STATED EXERCISE
Please format the lines from the one containing "Target: stainless steel refrigerator" through the end of the lines, both included, as a Markdown table with columns Row and Line text, numbering each row and leaving out blank lines.

SOURCE DATA
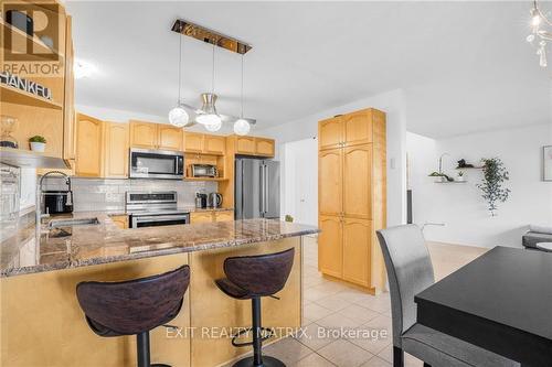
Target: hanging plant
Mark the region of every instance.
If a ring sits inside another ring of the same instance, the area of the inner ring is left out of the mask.
[[[495,216],[497,203],[505,203],[510,195],[510,190],[503,186],[505,181],[510,180],[510,176],[501,159],[482,159],[481,162],[484,176],[477,187],[482,191],[481,197],[487,201],[490,215]]]

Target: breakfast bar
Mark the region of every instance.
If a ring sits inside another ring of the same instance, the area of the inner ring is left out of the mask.
[[[42,224],[39,231],[22,229],[2,242],[1,365],[134,366],[136,339],[95,335],[78,306],[76,284],[142,278],[182,265],[191,270],[184,304],[170,322],[176,328],[151,331],[151,361],[219,366],[234,360],[250,352],[233,347],[231,334],[251,326],[251,302],[215,287],[223,261],[289,248],[295,248],[291,273],[279,300],[263,300],[263,323],[277,330],[301,324],[301,236],[317,233],[314,227],[246,219],[120,229],[106,213],[75,213],[64,220]]]

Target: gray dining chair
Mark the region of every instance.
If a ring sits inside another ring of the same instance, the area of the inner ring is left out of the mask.
[[[433,367],[508,367],[518,363],[416,323],[414,295],[435,282],[422,230],[405,225],[378,230],[388,269],[393,325],[393,367],[404,366],[404,352]]]

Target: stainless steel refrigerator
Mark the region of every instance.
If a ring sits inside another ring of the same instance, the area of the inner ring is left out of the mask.
[[[279,218],[279,162],[235,161],[235,218]]]

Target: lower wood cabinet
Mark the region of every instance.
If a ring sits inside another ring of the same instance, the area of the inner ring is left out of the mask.
[[[76,168],[83,177],[100,177],[103,174],[104,121],[77,114],[76,116]]]
[[[372,222],[320,215],[319,227],[318,269],[325,274],[371,287]]]
[[[113,223],[120,229],[128,228],[128,215],[114,215],[110,216]]]
[[[318,236],[318,270],[341,278],[343,274],[343,228],[341,217],[320,215]]]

WRITTEN RESPONSE
| Row | Line text |
|---|---|
| 1 | Target: stainless steel refrigerator |
| 2 | Mark the region of every instance. |
| 3 | If a ring sits inside another ring of the same instance, the area of the inner ring is left out of the mask. |
| 4 | [[[279,218],[279,162],[235,161],[235,218]]] |
| 5 | Target: lower wood cabinet |
| 6 | Mark the region of every instance. |
| 7 | If a ring sits inside another ring of the same instance, the area of the inner ring is left out of the mask. |
| 8 | [[[76,168],[83,177],[100,177],[103,174],[104,121],[77,114],[76,116]]] |
| 9 | [[[372,222],[320,215],[319,227],[318,269],[325,274],[371,287]]] |
| 10 | [[[113,223],[120,229],[128,228],[128,215],[114,215],[110,216]]] |
| 11 | [[[318,236],[318,270],[341,278],[343,274],[343,228],[341,217],[320,215]]] |